Text shown -
- - -

Canadians are becoming increasingly concerned about a looming recession.
In the wake of the financial crisis in 2009, it was clear that the Metro Vancouver region fared far better than other jurisdictions. This was at least partially attributed to a strong housing market in the region and strong regulations in banking across Canada.
But we should not assume we will automatically fare as well in 2023. The conditions are not the same as they were over ten years ago. To best position the Metro Vancouver region for any future economic downturn, we need to get clear on the resilient aspects of the fast-transitioning economy in order to bolster and safeguard them for the sake of all residents and industries.
At Invest Vancouver, part of what we do is to attract Foreign Direct Investment (FDI) in sectors that will increase the number of high quality, future-proofed jobs for Metro Vancouver residents.
In a report released by Invest Vancouver in collaboration with the UBC Sauder School of Business last month, we examined the downstream impacts of FDI in British Columbia in order to better understand the strengths and opportunities in more detail in a post-pandemic world.
The report found that foreign multinational enterprises account for more than 1 in 10 jobs province-wide, with the activity of foreign multinational enterprises representing nearly 12 per cent of the provincial GDP. The U.S., the U.K., Japan and France are ranked as the highest sources of multinational enterprise activity in this province – not to be confused with our largest trade partners.
Among the findings, there were two industries playing an increasingly significant role in the B.C. compared to the national average – one is seen as a challenge, the other as an opportunity.
Retail trade made up the largest category of jobs created by FDI in 2019. But while retail is a prominent sector, the pandemic revealed its vulnerability for many workers in the region. Wages in this industry fall below the national average, and workers are far more likely to be employed part-time or working more than one job at one time.
Separately, the report found that jobs in the professional, scientific and technical services sector are overrepresented in B.C. compared with Canada as a whole. That means a greater concentration of high quality jobs in the region such as engineering and computer services. Jobs which are more resilient to be in demand even in the face of economic downturn.
Statistics Canada routinely tracks the downstream impacts of FDI, though this report has for the first time presented a detailed breakdown of the data specific to British Columbia. The findings inform us on where to focus our investment attraction efforts to optimize prosperity for residents of the Metro Vancouver region.
In order to ensure our regional economy is resilient in the face of a looming recession, we need to invest in the key industries which we know to have a competitive capacity on a global stage. Within our nearly two years of existence, we’ve focused investment attraction efforts on sectors such as tech, cleantech, digital media and life sciences – industries where we see those regional advantages.
Our region is home to the world’s largest hydrogen and fuel cell industry, Canada’s largest life sciences institute, and one of North America’s fastest-growing digital media and entertainment hubs.
These industries can play a substantial role in the region’s future economy. But we need to ensure the policy is sound to allow for growth in these sectors, while removing barriers to employment in order to continue nurturing our talent pipelines. When we talk about FDI in this region, it’s imperative that we attract the right kind. In doing so, we increase the likelihood that our current and future residents will prosper in a highly dynamic, thriving economy less susceptible to strong downturns.
Jacquie Griffiths is president of Invest Vancouver.

- - -

Data records -

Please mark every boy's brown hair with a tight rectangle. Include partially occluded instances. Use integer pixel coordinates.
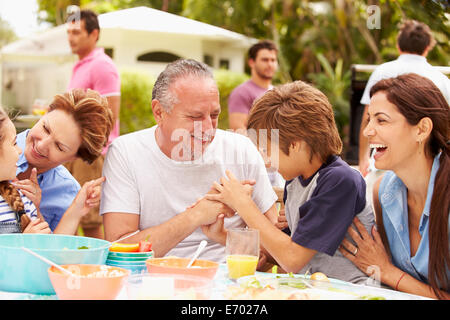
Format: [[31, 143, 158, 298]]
[[247, 81, 342, 162], [397, 20, 436, 55]]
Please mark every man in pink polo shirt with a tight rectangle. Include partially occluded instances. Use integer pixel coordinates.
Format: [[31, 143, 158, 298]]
[[66, 10, 120, 238]]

- - -

Exercise - Quote the passage of the article on foreign direct investment in Metro Vancouver, starting at "In order to ensure" and ending at "those regional advantages.".

Problem solution -
In order to ensure our regional economy is resilient in the face of a looming recession, we need to invest in the key industries which we know to have a competitive capacity on a global stage. Within our nearly two years of existence, we’ve focused investment attraction efforts on sectors such as tech, cleantech, digital media and life sciences – industries where we see those regional advantages.